Task requirements: Copy the lines below that contain "dark".

-- Records supplied follows --

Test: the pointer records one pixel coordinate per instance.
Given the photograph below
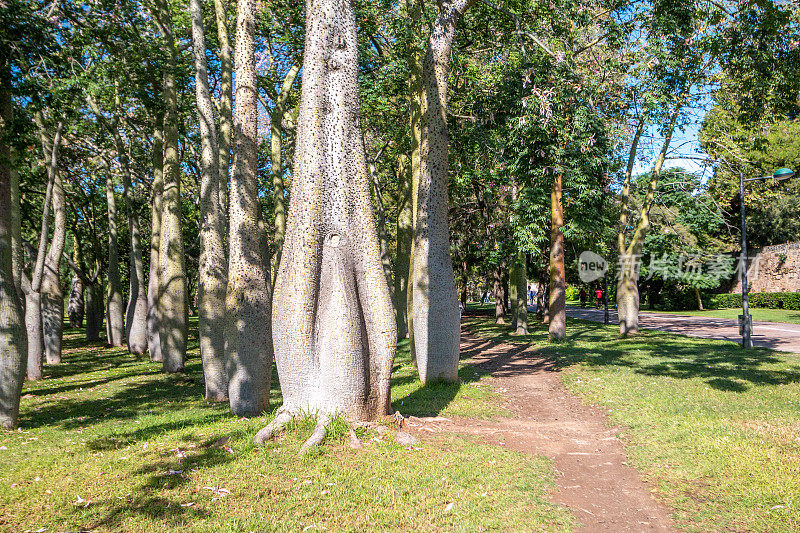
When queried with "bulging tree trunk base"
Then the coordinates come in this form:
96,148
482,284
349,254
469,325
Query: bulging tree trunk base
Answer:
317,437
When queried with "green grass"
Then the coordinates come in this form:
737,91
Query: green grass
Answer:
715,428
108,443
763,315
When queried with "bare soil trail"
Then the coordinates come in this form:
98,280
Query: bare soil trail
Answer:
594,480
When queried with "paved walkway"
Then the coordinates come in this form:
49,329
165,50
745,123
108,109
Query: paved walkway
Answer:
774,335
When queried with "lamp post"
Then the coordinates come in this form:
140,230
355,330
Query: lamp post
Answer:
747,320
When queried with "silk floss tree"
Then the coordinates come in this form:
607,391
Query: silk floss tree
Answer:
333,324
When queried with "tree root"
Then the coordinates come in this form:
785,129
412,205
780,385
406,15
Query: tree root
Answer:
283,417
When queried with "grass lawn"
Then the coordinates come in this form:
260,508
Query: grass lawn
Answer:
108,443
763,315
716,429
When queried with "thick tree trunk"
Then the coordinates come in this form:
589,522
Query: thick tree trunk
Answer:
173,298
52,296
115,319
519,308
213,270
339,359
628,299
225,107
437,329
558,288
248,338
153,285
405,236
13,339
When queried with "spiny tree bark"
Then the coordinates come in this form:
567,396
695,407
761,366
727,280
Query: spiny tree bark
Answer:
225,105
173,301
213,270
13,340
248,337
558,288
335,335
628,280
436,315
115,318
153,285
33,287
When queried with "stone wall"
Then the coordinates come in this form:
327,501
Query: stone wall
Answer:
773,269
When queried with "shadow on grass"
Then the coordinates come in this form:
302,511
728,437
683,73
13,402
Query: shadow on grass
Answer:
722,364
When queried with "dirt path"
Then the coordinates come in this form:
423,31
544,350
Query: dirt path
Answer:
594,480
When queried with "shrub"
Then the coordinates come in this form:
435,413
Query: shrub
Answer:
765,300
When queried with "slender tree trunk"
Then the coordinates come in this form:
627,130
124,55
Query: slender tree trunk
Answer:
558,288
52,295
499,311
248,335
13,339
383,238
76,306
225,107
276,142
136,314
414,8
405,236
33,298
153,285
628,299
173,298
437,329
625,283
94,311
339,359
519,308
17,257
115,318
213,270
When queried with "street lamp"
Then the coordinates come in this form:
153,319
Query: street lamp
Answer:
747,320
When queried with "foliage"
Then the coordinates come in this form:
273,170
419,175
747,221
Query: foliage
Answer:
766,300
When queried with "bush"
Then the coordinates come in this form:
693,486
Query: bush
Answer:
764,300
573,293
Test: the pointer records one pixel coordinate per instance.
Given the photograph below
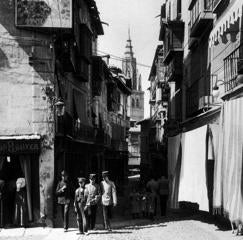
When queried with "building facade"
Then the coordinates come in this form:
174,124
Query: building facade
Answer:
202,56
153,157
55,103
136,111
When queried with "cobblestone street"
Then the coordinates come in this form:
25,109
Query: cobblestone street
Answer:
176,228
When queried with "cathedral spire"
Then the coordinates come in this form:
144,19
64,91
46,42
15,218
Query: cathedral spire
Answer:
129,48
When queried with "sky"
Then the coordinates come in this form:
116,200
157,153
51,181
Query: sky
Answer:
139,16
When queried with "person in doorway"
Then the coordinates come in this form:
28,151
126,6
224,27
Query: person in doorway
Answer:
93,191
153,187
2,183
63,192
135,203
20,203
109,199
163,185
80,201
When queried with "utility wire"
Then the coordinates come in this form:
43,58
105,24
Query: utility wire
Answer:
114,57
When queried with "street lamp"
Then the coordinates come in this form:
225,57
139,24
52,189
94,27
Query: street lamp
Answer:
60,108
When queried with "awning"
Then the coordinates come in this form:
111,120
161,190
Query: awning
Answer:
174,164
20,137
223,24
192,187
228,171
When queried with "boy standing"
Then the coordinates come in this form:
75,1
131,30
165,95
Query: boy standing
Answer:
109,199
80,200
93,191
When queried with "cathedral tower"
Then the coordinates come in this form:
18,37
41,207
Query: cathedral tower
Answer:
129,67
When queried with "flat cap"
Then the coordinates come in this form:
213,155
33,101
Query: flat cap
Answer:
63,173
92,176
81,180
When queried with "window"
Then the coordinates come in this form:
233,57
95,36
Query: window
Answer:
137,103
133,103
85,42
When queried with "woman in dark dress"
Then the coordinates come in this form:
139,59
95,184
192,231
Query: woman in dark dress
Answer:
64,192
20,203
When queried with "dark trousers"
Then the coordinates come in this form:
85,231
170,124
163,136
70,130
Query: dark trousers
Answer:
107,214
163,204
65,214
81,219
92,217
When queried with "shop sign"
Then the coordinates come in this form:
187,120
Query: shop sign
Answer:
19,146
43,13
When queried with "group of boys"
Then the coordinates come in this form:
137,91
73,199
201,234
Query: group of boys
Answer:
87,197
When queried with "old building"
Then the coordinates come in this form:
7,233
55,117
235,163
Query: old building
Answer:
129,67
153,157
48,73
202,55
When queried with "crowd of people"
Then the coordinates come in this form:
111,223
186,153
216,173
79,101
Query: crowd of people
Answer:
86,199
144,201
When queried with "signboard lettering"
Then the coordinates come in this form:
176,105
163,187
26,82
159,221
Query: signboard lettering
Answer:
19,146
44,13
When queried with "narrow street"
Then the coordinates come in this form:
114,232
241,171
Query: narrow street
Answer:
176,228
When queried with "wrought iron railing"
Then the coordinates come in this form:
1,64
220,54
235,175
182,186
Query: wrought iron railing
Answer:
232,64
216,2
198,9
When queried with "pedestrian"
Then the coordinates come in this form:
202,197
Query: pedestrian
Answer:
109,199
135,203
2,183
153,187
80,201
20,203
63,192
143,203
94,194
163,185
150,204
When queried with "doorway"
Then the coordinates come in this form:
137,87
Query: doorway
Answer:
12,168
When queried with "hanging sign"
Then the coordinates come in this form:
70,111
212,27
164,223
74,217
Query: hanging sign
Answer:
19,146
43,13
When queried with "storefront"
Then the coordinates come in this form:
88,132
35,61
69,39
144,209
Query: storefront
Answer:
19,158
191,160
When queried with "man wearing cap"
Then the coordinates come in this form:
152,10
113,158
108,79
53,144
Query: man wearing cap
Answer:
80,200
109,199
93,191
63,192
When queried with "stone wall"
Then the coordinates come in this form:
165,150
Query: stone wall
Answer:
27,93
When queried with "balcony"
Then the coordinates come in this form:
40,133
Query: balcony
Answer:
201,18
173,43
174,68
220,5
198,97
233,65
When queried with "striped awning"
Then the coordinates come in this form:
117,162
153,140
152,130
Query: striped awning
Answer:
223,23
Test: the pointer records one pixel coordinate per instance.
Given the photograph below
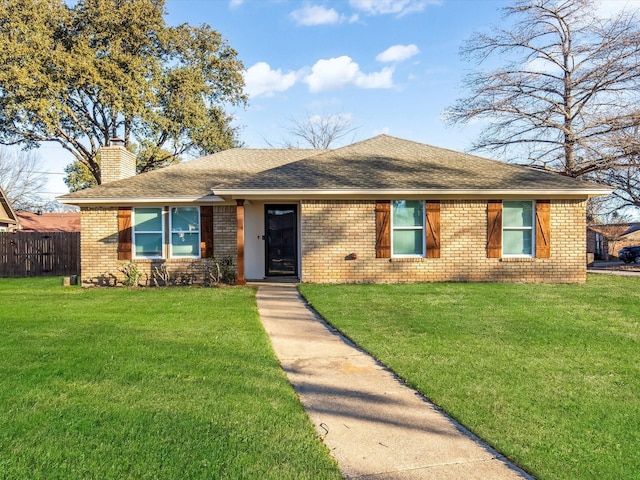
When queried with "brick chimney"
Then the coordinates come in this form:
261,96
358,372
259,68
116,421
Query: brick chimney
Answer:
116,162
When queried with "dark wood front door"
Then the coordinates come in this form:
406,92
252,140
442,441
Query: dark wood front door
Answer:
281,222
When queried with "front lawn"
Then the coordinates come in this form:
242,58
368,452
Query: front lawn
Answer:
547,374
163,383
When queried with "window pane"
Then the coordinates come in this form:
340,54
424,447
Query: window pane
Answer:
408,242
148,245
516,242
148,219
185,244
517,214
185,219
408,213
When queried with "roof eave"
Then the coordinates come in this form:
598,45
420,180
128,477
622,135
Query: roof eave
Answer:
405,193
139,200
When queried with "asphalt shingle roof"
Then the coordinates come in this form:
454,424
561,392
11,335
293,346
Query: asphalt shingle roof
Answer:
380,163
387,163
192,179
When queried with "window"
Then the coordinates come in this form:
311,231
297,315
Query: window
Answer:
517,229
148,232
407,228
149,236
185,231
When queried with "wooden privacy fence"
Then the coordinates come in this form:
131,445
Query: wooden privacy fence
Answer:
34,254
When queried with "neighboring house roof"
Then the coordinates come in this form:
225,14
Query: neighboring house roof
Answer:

-- Records supplied concluded --

Expected answer:
When queried with "woman in dark dress"
Query: woman in dark dress
When queried with "dark trousers"
Query: dark trousers
When queried with "dark wood front door"
Query: dark wood front door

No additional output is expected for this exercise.